#### WHAT YOU HAVE TO DO:
The full listing, from first line to last, should be set down again exactly.

#### MATERIAL TO PROCESS:
=== Section Start ===

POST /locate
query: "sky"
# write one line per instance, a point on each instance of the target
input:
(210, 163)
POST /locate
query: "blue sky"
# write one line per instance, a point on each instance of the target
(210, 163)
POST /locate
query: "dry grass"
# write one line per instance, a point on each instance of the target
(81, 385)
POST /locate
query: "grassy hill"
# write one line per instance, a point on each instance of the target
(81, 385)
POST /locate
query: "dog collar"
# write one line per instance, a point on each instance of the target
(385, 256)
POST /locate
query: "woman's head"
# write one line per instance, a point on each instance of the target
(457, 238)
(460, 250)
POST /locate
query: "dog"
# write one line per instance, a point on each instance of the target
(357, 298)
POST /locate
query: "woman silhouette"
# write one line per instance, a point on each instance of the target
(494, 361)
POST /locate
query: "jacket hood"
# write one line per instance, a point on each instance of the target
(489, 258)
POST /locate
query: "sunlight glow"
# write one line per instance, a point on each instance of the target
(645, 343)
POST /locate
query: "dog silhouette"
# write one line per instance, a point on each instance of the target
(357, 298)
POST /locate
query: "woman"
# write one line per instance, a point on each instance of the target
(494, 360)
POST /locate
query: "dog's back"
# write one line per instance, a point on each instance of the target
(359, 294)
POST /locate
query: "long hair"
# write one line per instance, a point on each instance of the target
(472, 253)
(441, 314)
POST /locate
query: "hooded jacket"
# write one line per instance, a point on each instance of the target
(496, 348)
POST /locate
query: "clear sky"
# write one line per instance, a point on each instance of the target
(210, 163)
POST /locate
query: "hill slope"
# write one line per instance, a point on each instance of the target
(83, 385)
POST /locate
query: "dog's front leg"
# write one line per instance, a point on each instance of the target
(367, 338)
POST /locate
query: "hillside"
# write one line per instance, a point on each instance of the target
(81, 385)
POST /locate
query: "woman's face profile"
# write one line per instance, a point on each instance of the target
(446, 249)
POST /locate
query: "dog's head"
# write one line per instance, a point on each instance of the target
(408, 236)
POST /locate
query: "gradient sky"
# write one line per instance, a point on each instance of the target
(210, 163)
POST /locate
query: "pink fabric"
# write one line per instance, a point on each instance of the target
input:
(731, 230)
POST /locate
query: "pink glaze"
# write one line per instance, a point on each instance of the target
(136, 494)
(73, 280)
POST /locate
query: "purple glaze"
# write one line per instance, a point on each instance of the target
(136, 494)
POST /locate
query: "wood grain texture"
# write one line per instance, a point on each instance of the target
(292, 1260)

=== Section End ===

#### RESPONSE AREA:
POST /locate
query: "sky"
# write one line per instance, a point on each instance of the target
input:
(210, 163)
POST /locate
query: "blue sky"
# write one line per instance, a point on each instance of the target
(210, 163)
POST /locate
query: "dry grass"
# write one line per instance, a point on each instance of the target
(81, 385)
POST /locate
query: "grassy hill"
# write one line per instance, a point on each instance of the target
(81, 385)
POST /locate
query: "dog collar"
# write one line per instance, a point on each instance of the target
(385, 256)
POST /locate
query: "woman's head"
# write one line per instance, a point on each instance of the target
(457, 238)
(460, 250)
POST /locate
query: "dog"
# write one line per instance, a point on each instance of the target
(357, 298)
POST /locate
query: "woman silhouette"
# write one line per instance, a point on each instance of the target
(494, 361)
POST /locate
query: "jacket hood"
# write one line per instance, a point on each instance of the target
(489, 258)
POST /locate
query: "sunlight glow"
# write one line per instance, a point on each instance of the target
(645, 343)
POST /locate
query: "dog silhouette"
# write one line per instance, a point on each instance of the target
(357, 298)
POST /locate
query: "woman"
# write one line per instance, a point on each instance of the target
(494, 360)
POST /locate
query: "dog's back"
# write one line per instance, a point on each instance of the target
(359, 294)
POST /locate
query: "long hair"
# write one line per instance, a point on each instance of the target
(472, 253)
(441, 314)
POST /locate
query: "hooded jacket"
# write one line per instance, a point on each instance of the target
(496, 348)
POST /locate
query: "clear sky"
# write one line per instance, a point on each instance of the target
(210, 163)
POST /locate
query: "hill slope"
# write one line per instance, a point on each instance of the target
(83, 385)
POST /locate
query: "dog's front leg"
# write one line per instance, a point on each instance of the target
(367, 338)
POST /locate
query: "hillside"
# write one line per instance, a point on each instance of the target
(81, 385)
POST /locate
query: "woman's face profile"
# write one line per instance, a point on each instance of the target
(446, 249)
POST /locate
query: "dog's head"
# write one line per instance, a point on each instance of the target
(408, 236)
POST /locate
query: "gradient sky"
# write one line per instance, a point on each instance of the target
(210, 163)
POST /locate
query: "pink fabric"
# write one line per instance, a point on each instance of the target
input:
(731, 230)
POST /locate
query: "pink glaze"
# write one line per instance, a point on each instance of the target
(136, 494)
(73, 280)
POST /locate
query: "purple glaze"
# write one line per instance, a point on each instance of the target
(136, 494)
POST /locate
query: "wood grain texture"
# write one line per instance, a point on each instance of the target
(292, 1260)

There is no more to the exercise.